Exercise material Block Start
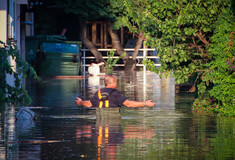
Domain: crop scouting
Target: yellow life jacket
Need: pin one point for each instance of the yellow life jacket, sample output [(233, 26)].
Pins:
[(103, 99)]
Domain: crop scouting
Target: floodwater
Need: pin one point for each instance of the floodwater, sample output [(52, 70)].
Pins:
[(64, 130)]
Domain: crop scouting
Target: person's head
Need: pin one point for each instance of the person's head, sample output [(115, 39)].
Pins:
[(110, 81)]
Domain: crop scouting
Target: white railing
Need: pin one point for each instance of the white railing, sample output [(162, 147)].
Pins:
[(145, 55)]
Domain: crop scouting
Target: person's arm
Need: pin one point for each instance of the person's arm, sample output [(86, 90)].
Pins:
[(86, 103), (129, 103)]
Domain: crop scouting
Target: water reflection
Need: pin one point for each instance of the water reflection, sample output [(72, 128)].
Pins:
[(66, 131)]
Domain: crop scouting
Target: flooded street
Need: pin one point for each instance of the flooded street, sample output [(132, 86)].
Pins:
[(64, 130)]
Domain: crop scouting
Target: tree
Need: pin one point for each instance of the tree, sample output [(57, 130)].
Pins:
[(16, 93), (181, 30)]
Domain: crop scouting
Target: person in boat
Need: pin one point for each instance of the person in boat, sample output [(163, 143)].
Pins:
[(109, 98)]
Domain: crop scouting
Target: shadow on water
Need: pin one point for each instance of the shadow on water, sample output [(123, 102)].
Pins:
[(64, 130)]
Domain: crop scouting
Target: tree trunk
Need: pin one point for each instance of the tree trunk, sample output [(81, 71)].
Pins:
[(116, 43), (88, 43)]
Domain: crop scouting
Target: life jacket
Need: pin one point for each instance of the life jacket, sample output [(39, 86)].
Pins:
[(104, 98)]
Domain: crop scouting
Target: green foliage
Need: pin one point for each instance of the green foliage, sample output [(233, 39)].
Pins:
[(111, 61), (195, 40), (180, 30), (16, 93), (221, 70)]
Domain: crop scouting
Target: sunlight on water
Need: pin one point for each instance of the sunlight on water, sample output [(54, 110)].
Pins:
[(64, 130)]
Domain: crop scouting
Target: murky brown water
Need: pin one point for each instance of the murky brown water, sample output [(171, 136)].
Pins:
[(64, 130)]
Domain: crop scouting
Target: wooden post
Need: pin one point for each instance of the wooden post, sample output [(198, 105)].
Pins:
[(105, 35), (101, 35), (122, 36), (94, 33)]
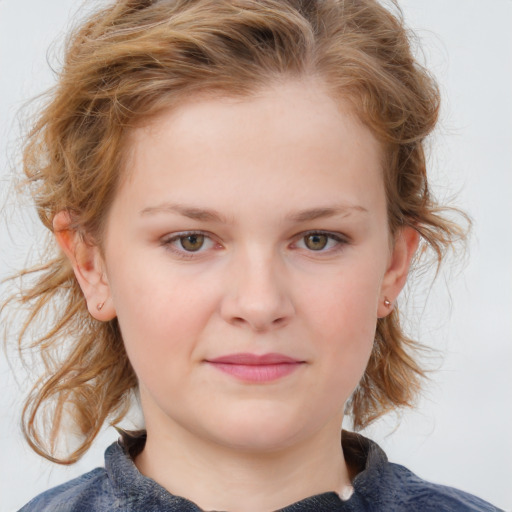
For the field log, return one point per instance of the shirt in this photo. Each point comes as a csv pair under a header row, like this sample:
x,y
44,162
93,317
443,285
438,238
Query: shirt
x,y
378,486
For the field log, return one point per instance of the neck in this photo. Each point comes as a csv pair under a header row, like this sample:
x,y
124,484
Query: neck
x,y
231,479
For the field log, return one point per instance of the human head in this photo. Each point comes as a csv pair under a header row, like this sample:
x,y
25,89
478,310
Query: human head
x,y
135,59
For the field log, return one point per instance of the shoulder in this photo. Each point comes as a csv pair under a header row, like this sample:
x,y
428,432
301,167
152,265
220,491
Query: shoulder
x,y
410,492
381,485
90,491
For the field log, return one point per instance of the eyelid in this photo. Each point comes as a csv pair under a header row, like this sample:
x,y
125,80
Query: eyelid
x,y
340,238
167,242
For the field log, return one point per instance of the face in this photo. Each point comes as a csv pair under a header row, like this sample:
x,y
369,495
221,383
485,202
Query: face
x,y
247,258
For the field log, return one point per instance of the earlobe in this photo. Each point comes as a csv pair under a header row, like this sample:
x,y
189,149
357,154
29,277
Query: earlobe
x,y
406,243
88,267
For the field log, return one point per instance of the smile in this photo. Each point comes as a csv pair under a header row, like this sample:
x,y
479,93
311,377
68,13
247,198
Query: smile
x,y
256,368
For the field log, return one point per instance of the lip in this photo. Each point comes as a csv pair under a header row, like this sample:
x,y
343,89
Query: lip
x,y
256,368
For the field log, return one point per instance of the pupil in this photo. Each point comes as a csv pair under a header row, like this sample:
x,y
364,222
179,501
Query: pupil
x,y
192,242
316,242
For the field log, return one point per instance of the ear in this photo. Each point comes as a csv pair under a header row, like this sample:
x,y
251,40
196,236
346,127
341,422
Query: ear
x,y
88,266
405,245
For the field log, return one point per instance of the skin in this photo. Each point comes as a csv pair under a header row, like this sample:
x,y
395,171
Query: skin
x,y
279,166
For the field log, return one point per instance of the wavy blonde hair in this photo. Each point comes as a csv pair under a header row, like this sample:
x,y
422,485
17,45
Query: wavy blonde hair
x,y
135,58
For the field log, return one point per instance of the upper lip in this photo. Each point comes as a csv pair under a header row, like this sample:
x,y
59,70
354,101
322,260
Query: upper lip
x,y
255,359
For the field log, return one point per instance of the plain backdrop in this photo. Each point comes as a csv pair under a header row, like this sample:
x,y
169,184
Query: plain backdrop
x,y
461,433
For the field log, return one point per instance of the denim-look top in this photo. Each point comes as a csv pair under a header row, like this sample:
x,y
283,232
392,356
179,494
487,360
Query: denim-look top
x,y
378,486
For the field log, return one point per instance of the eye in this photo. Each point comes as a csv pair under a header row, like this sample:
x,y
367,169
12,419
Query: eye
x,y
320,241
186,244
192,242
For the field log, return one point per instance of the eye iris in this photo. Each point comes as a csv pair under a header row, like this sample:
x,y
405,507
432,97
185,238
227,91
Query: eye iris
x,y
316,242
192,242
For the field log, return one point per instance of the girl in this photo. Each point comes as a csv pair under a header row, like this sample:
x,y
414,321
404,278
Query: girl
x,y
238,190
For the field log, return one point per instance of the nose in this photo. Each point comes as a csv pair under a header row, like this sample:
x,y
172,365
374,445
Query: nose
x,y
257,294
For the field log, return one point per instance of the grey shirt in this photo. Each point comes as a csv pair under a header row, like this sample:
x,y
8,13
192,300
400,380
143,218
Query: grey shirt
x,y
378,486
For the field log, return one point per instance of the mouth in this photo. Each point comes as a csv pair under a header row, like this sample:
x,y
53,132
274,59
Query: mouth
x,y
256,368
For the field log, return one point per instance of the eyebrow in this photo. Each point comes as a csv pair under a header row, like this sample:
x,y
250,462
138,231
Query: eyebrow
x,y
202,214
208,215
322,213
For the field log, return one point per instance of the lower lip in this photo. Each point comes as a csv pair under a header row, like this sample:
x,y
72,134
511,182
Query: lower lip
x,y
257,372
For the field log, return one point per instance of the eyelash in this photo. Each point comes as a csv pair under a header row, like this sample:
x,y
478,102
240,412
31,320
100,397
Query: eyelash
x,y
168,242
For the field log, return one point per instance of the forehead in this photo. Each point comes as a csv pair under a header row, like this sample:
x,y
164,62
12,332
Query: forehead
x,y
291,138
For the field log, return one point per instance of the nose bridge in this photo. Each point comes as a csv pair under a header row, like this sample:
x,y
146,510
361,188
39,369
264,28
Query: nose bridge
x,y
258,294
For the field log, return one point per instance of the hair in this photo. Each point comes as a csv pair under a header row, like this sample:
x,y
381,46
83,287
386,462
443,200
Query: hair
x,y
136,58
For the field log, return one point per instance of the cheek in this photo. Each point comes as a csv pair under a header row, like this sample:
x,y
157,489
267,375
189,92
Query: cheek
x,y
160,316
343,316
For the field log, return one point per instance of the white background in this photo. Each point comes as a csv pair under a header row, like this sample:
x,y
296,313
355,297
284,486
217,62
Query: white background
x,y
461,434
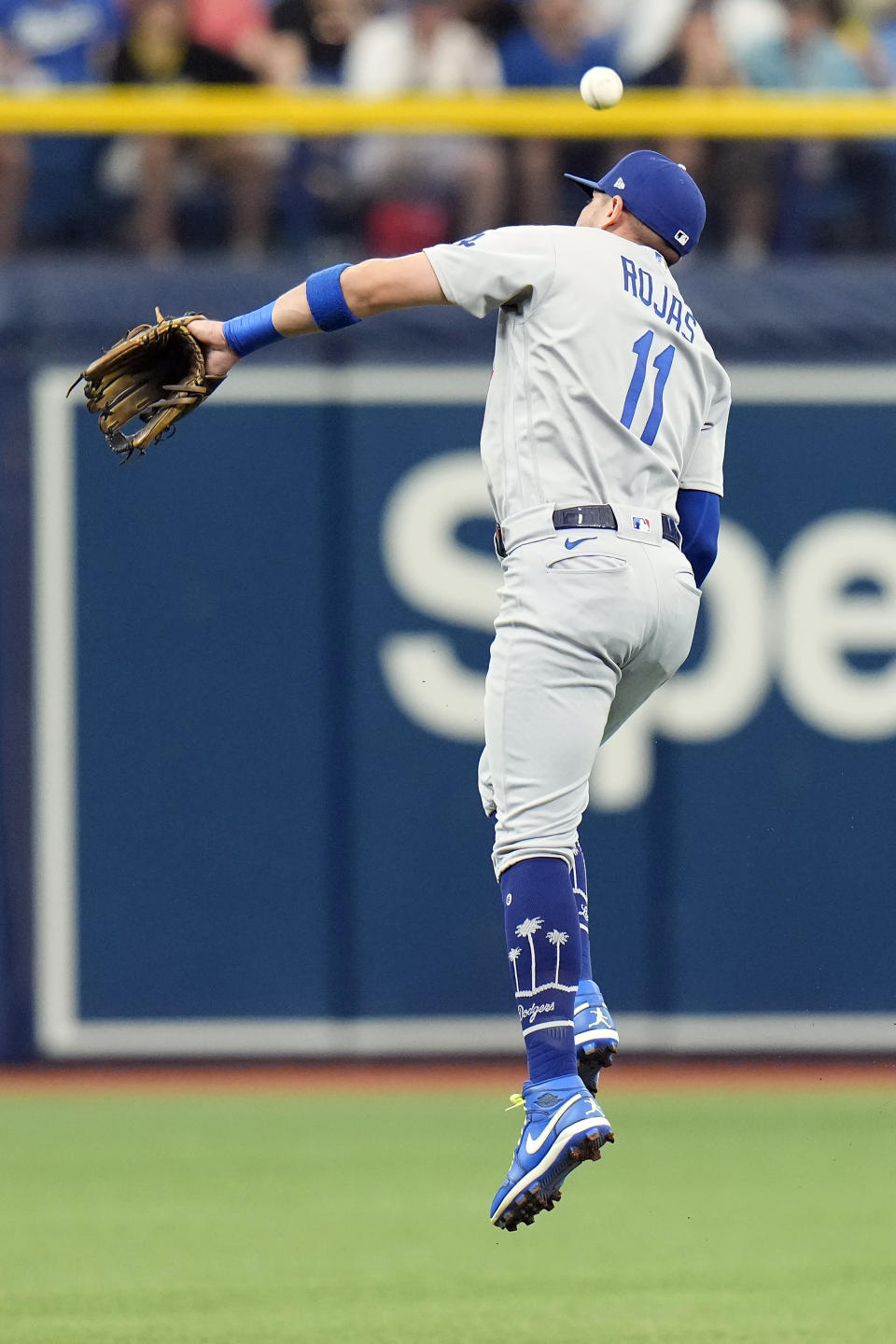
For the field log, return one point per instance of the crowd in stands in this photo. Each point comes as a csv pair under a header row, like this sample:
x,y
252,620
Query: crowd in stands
Exercise material Block End
__Work instruction__. Your copy of the material above should be exact and free of pictures.

__Answer area__.
Domain: crop scouting
Target: yellow life jacket
Need: pin one point for each instance of the yellow life jacket, sample output [(233, 26)].
Pins:
[(103, 99)]
Domain: crop scouting
Target: floodwater
Need: pin one point for each instance of the floodwater, sample output [(52, 70)].
Pins:
[(64, 130)]
Domain: crop scouting
Target: person's head
Need: pin one point for each instance of the person's head, sample output [(115, 39)].
Pins:
[(110, 81)]
Domain: crop scouting
Target: white railing
Need: pin one point for each instance of the white railing, sample output [(162, 147)].
Pins:
[(145, 55)]
Domain: crop scouting
Target: person's arm
Need: pin one point for each instance of the person's arm, sample output [(86, 90)].
Pins:
[(86, 103), (129, 103)]
Domain: crop scouting
Target: water reflection
Need: pin one point for each instance of the water reflection, sample output [(72, 128)].
Pins:
[(66, 131)]
Domain: crop scouting
Target: flooded street
Need: pin one point for each instance of the flooded street, sample output [(132, 86)].
Pins:
[(64, 130)]
Domain: crop scouting
Target: tree
Need: pin one point for each instance of the tree, sample output [(57, 130)].
Pins:
[(16, 93), (181, 30)]
Domain: crop scouting
Target: person in boat
Need: pin one point for each instance of the person in boat, sample output [(163, 143)].
Pins:
[(109, 98)]
Domain: crop scouting
Target: shadow on water
Need: pin one point for each instance of the shadow on water, sample output [(123, 102)].
Pins:
[(64, 130)]
Domain: crop scouting
Target: tree trunk
Need: pin one point for each instance of the tree trunk, sample output [(81, 71)].
Pins:
[(116, 43), (88, 43)]
Domain: crop scouting
Target: life jacket
Need: pin one point for each instance of the life jacket, sample output [(39, 86)].
Pins:
[(104, 98)]
Domain: crop scouting
Target: green foliage
Need: pin one point for each instance of the green foliage, sample output [(233, 39)].
Pins:
[(111, 61), (195, 40), (180, 30), (16, 93), (221, 70)]
Domain: crop scouting
Target: sunlight on water
Need: pin one point for each instance of the sunlight on water, sample output [(54, 110)].
Pins:
[(64, 130)]
Domain: crop scouting
Target: murky brown water
Need: pin one point for each instance of the murky brown water, sample output [(171, 136)].
Pins:
[(64, 130)]
Domain: crop scouting
Target: wooden post
Need: pin one point for each instance of the wooden post, sample output [(198, 105)].
Pins:
[(105, 35), (101, 35), (122, 36), (94, 33)]
For the field log, return one point per instance of the shirt in this photo. Each point comes as a csv pair under a header row, like this sample:
x,y
44,162
93,317
443,285
438,238
Query: shirt
x,y
378,486
For the field log, return one point per instance of the neck in this photo. Each point comes as a csv pair under a header row, like this sample:
x,y
124,484
Query: neck
x,y
231,479
For the field log, return one point per instance of the human head in this photo. Each point comes as a csv pair under a header row, like this sample:
x,y
25,89
478,310
Query: human head
x,y
135,59
For the field log, return one point per instance of the shoulder in this photo. Each point comes as a csv pair under a header row, like this sample:
x,y
428,432
301,167
152,265
220,491
Query: shoulder
x,y
410,492
381,485
90,491
For the field log, return one point per instance of the eyelid in this photo. Each point comes as a csv pair under a header row, like this sample:
x,y
125,80
Query: eyelid
x,y
340,238
167,242
For the field log, return one point per instance of the face in this photo. Each point comes as a csv pair under a header row, like this sample:
x,y
369,495
221,383
485,202
Query: face
x,y
247,258
For the field log, return one point per instance of the earlobe in this photo. Each point comes as a csv pair under a header row, like this sample:
x,y
189,149
357,154
29,277
Query: earlobe
x,y
406,243
88,267
For the field log, return one point per instance of the smile in this photo. Each point comes as a csv pair under a header row, like this sample:
x,y
479,93
311,377
68,13
247,198
Query: smile
x,y
256,368
For the field log, return one point per instance of the lip in this photo. Each point comes as a csv pair under a header row, like this sample:
x,y
343,89
Query: lip
x,y
256,368
For the field log, return one point per instance of the pupil in this photo. Each point comes as a csv pair under a header row, like this sample:
x,y
364,222
179,501
Query: pupil
x,y
192,242
316,242
For the field log, return one point per instance of the ear in this photo. Each point comes as a csv pair under a header row, like this sample:
x,y
251,40
196,236
346,127
341,422
Query: ear
x,y
88,266
405,245
For the field log, return one point per instance of the skin in this photo. Each point comes as a csv pair under a header row, like this sample:
x,y
395,171
Query: skin
x,y
279,166
For the field log, return one point per instance of the wavy blonde hair in this photo. Each point comes as a csv pair under a header row, like this sample:
x,y
422,485
17,45
Query: wavy blonde hair
x,y
135,58
For the field log, return one point per instance of the upper lip in this photo. Each point comes as a csv pair under a header row, like this sample:
x,y
59,70
354,101
322,260
Query: upper lip
x,y
255,359
For the field log, return one point per instance of the plain backdrop in this photo. Each point comes as a csv pair under a header row, like this sample:
x,y
169,184
Query: plain backdrop
x,y
461,433
For the field log, return one point per instance of the denim-look top in this photo. Each point comes as a csv pair under a header row, like this sample:
x,y
283,232
392,356
179,494
487,360
Query: denim-look top
x,y
378,486
For the field log, return one point per instance of the eye in this photo. Each point comes as a csv pair under a header row, like this sample:
x,y
367,169
12,419
Query: eye
x,y
320,241
186,244
192,242
For the field log, return one point per instance of the eye iris in this photo. Each point comes as a csv pair under a header row, like this sample:
x,y
405,507
432,97
185,238
227,91
Query: eye iris
x,y
316,242
192,242
For the field log, return one point per instance of the girl in this photo. Each point comes as a csv pair under a header row, like this sample:
x,y
414,321
404,278
Query: girl
x,y
238,190
For the field log, return one point per instance of the nose in this photo. Each point comes as a csv pair under a header row, like this sample:
x,y
172,365
374,445
Query: nose
x,y
257,294
For the field log, return one point per instance of the grey shirt in this photo. Each point comes as a csv pair under a header row, like this sample:
x,y
8,13
192,300
400,380
143,218
Query: grey shirt
x,y
378,486
For the field log, return one point per instance of the mouth in this photo. Each point comes as a csv pair under a header row, like this sample:
x,y
53,132
274,59
Query: mouth
x,y
256,368
For the field log, return one point per instance of the eyebrow in this photo. Each point comes as a csv pair under a header row, like this sample:
x,y
250,462
138,231
Query: eyebrow
x,y
202,214
208,215
322,213
For the field log, return one point per instance of the lower lip in this photo. Each point comes as a csv pair under a header row, like this sample:
x,y
72,134
511,182
Query: lower lip
x,y
257,372
For the field log, return one point per instance of the eyelash in this photo. Each point comes as a csv pair under a header row, like this sample:
x,y
478,102
240,412
31,320
100,397
Query: eyelash
x,y
168,242
For the field log, return one point per instance of the forehead in this photo. Each point comes as a csv pair under a header row, like this sample:
x,y
164,62
12,332
Query: forehead
x,y
291,138
For the field log, return one point per instance of the nose bridge in this photo. Each point comes as a csv pair under a header row, like this sample:
x,y
146,510
361,188
39,369
264,28
Query: nose bridge
x,y
258,294
For the field log, return one point per instance of the hair in this photo. Each point comes as a csv pair under a header row, like this sample:
x,y
381,46
83,287
386,462
443,200
Query: hair
x,y
136,58
For the field log, return one point per instance of the cheek in this photo. Each point comes as a csv pair under a header row, like this sample:
x,y
157,489
267,375
189,92
Query: cheek
x,y
160,316
343,316
For the field log, return one point per instance of the white background in this photo. Each point comes as a csv pair under a header row, like this sample:
x,y
296,313
355,297
284,486
217,62
Query: white background
x,y
461,434
For the field log, return one point per instance of the crowd in stands in this photo. Each point comes as a csv pair under a header row, like this sample:
x,y
252,620
Query: crowd in stands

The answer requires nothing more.